• _Excerpted passage_:
-.-.-

Tips on treating gambling addiction at home

Removing all gambling apps on your PC and phone

Try to make your personal environment gambling-free so its presence less tempts you. If you have been betting online or by telephone, remove all numbers and applications associated with gambling. Temptation can never be completely eradicated, but you can minimise it within your home environment.

Strengthen your support network

Support while overcoming addiction is vital and can make a huge difference in your recovery. Active gambling addiction leans towards secrecy, isolation and dishonesty. By being honest with your family and friends that you are trying to quit gambling, they will be more mindful and supportive.

Join a peer support group or mutual aid group for gambling addiction

Knowing that you are not alone in your battle with a gambling addiction is a great comfort. Peer support and mutual aid groups such as Gamblers Anonymous enable you to connect with like-minded others. Mutual aid meetings are also a safe place to share your thoughts and feelings without fearing harming or causing worry to those close to you.

Learn new ways of coping with your emotions

Stress and strong emotions can trigger addiction to making an active comeback. You must learn to manage your emotions more healthily to avoid gambling relapse. Healthier ways of coping with and managing emotions include meditation, mindfulness, yoga, breath work, attending counselling for gambling, fitness, writing thoughts and feelings down and talking things through with someone who understands. We recommend trying different things so that you can gain as many tools to help you with your recovery from gambling as possible.

Face your problems

To overcome a gambling addiction, it is necessary to face the consequences the disorder has caused in your life. We understand that this is the hardest part of recovery for most. However, the payoff of facing up to your problems is immense. Try to tackle one problem at a time, making a list of people or institutions you owe money. Seeking help and advice from a debt resolution company or citizens advice will be very helpful.

Seek professional help for mental health problems and trauma

To give yourself the best chance of successfully overcoming problem gambling at home, you must seek professional help for anything that may hold you back or cause you to relapse. Most individuals who suffer from addiction have unresolved issues or a mental health illness that has not been correctly treated. Your GP can arrange some counselling sessions and, if necessary, refer you to your local mental health services for further assessment and treatment.

Try to resolve problems in personal relationships

Addiction causes loved ones to suffer also. If you are close to your family or have a significant other, they have likely bore the brunt of your gambling problem. Apologies and promises mean very little when they have heard it all before. We suggest showing them through your actions that you are serious about change. It may take time for them to trust you, do not be surprised if this time is lengthy. Be patient and suggest they also seek help and support to help them heal.

Be kind and forgiving of yourself

This is very important as feelings of shame, guilt and self-hatred can eat a person up. Understand that you suffer from an illness that gravely affects your thinking and behaviour. Try to show yourself some compassion, and do not be hard on yourself when you make mistakes. 

Part of recovery is learning from mistakes. Humans are all fallible; sometimes, you will say or do the wrong thing. Try to right these matters wherever possible and then move on. It is also important to let go of expectations and timeframes. Recovery from addiction is a journey, not a destination.

-.-.-

• _Records excerpted from a collection_:
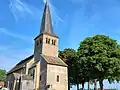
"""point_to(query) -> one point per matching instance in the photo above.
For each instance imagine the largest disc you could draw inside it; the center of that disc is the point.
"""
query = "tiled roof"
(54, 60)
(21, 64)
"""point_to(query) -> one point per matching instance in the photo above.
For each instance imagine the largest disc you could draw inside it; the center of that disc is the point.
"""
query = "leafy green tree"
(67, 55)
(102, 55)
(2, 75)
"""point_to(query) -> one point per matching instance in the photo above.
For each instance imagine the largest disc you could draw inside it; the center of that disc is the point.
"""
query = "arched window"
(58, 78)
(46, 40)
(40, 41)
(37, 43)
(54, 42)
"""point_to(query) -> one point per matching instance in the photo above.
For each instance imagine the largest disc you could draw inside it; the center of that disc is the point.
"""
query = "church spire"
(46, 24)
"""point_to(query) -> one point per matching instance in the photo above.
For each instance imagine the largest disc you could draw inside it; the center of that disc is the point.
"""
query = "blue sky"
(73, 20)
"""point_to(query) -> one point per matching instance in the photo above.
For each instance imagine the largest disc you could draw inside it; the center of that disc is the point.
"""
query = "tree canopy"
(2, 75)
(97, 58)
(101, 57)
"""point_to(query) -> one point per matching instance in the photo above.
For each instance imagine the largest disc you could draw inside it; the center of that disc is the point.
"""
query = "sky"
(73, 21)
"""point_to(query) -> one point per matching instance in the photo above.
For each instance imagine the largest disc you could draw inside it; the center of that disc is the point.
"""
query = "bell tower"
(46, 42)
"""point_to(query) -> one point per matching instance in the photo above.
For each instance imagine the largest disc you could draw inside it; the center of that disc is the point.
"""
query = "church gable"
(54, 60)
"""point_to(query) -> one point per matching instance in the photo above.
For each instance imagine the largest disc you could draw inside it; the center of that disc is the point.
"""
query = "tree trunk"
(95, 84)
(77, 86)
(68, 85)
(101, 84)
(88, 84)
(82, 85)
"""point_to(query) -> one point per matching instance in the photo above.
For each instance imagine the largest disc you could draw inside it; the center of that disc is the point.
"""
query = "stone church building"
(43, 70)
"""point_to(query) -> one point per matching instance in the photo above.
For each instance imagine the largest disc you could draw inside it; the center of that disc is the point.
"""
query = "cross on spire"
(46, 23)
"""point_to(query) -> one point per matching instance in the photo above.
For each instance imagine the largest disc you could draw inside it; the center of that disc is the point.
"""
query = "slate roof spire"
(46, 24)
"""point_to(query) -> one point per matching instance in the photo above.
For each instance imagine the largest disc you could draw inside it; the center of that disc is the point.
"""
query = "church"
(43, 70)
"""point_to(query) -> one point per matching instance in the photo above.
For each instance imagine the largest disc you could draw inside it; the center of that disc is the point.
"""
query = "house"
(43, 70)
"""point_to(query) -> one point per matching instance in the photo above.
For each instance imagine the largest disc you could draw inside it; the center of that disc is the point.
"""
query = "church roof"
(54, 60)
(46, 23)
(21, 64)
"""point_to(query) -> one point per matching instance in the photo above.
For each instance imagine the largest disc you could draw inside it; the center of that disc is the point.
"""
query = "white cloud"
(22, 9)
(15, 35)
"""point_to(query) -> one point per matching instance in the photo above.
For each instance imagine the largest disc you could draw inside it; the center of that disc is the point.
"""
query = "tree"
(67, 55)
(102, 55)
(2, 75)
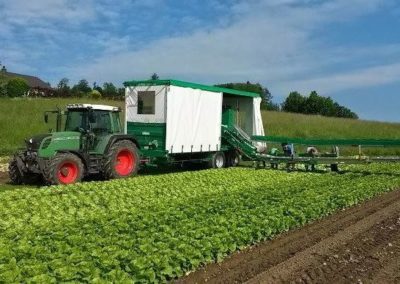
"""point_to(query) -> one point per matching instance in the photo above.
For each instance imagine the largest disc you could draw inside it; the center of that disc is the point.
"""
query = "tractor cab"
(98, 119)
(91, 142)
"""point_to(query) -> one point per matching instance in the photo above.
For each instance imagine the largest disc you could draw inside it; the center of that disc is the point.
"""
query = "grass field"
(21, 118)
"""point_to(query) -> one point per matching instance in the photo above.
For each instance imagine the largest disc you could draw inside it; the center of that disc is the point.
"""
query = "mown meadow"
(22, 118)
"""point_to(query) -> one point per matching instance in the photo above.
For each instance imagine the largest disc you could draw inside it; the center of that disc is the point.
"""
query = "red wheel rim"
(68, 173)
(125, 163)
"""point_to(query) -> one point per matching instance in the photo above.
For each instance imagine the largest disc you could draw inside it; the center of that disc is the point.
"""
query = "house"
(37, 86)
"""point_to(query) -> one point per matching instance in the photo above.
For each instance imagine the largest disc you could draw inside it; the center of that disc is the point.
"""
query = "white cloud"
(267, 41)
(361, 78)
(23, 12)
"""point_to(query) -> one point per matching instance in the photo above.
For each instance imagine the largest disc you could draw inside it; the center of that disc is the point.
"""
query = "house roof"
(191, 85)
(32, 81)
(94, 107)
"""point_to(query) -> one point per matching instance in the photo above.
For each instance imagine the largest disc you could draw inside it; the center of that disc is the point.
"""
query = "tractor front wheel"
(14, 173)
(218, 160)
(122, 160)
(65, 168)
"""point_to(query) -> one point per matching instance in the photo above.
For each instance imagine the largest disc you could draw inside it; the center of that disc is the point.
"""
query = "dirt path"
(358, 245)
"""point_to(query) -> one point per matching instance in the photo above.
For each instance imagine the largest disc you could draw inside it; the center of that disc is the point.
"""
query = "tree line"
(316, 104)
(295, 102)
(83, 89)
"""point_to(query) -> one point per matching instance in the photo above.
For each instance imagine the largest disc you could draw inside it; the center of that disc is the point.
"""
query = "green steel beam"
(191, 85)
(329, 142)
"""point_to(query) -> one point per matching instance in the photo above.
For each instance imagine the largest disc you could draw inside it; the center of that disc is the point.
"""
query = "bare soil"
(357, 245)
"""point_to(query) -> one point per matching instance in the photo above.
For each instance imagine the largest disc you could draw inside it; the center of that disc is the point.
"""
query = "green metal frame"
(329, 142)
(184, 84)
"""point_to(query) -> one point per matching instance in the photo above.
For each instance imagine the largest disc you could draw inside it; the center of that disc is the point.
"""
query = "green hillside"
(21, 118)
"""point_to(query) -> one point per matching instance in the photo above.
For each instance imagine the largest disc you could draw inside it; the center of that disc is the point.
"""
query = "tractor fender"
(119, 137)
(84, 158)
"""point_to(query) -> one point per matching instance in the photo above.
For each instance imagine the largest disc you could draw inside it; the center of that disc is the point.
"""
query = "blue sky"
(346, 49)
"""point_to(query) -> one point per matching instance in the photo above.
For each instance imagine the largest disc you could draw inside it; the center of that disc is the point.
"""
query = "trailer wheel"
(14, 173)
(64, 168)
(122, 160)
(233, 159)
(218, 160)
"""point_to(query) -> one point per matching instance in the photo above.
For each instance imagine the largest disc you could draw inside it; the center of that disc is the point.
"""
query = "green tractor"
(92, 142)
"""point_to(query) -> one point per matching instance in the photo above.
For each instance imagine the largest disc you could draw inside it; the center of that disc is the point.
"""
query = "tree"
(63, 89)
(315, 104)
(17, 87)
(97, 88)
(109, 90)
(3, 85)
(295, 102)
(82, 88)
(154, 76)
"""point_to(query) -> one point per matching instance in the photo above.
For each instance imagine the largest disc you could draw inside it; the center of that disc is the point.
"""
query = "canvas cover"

-.-.-

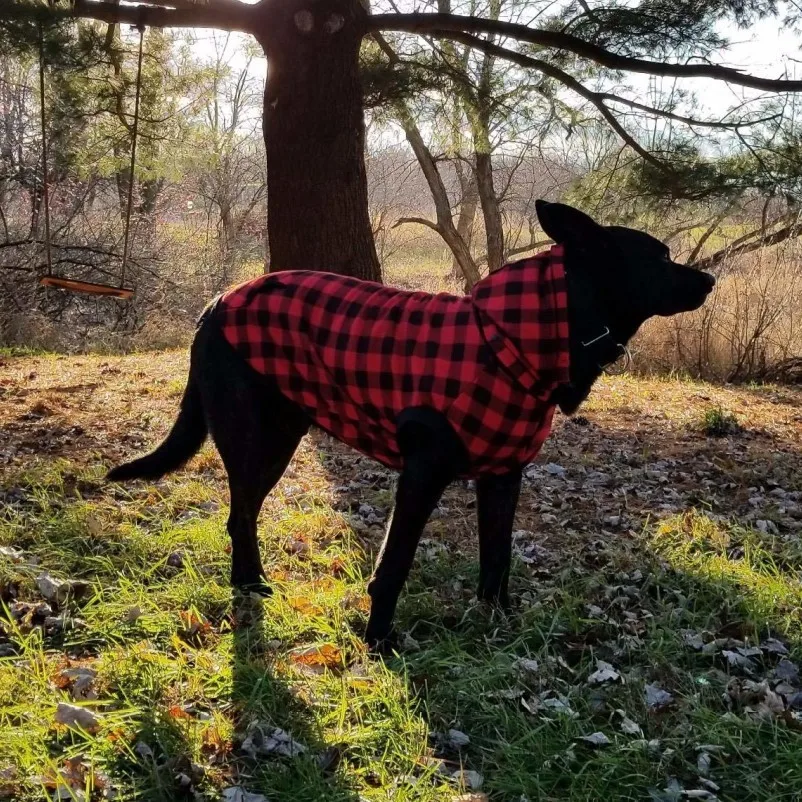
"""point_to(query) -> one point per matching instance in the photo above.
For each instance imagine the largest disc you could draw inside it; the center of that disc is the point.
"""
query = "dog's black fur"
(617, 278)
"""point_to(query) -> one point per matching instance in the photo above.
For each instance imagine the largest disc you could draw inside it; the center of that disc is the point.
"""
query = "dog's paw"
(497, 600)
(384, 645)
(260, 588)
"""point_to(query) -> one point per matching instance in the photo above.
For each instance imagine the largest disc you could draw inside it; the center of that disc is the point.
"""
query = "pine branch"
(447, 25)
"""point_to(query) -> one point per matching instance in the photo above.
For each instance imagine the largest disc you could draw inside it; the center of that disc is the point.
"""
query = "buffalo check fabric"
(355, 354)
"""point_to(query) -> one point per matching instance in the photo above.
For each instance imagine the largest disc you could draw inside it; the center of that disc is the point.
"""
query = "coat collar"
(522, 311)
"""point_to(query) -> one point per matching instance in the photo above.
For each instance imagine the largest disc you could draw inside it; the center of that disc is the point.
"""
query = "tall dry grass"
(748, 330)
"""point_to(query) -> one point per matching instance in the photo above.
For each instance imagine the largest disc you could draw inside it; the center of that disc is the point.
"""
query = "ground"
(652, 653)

-.-.-

• _Tasks to complete_:
[a] Print the part of the gambling addiction tips that begins at "Support while overcoming" and stops after "close to you.".
[b] According to the gambling addiction tips, what does active gambling addiction lean towards?

• _List of solutions_:
[a]
Support while overcoming addiction is vital and can make a huge difference in your recovery. Active gambling addiction leans towards secrecy, isolation and dishonesty. By being honest with your family and friends that you are trying to quit gambling, they will be more mindful and supportive.

Join a peer support group or mutual aid group for gambling addiction

Knowing that you are not alone in your battle with a gambling addiction is a great comfort. Peer support and mutual aid groups such as Gamblers Anonymous enable you to connect with like-minded others. Mutual aid meetings are also a safe place to share your thoughts and feelings without fearing harming or causing worry to those close to you.

[b] Secrecy, isolation and dishonesty.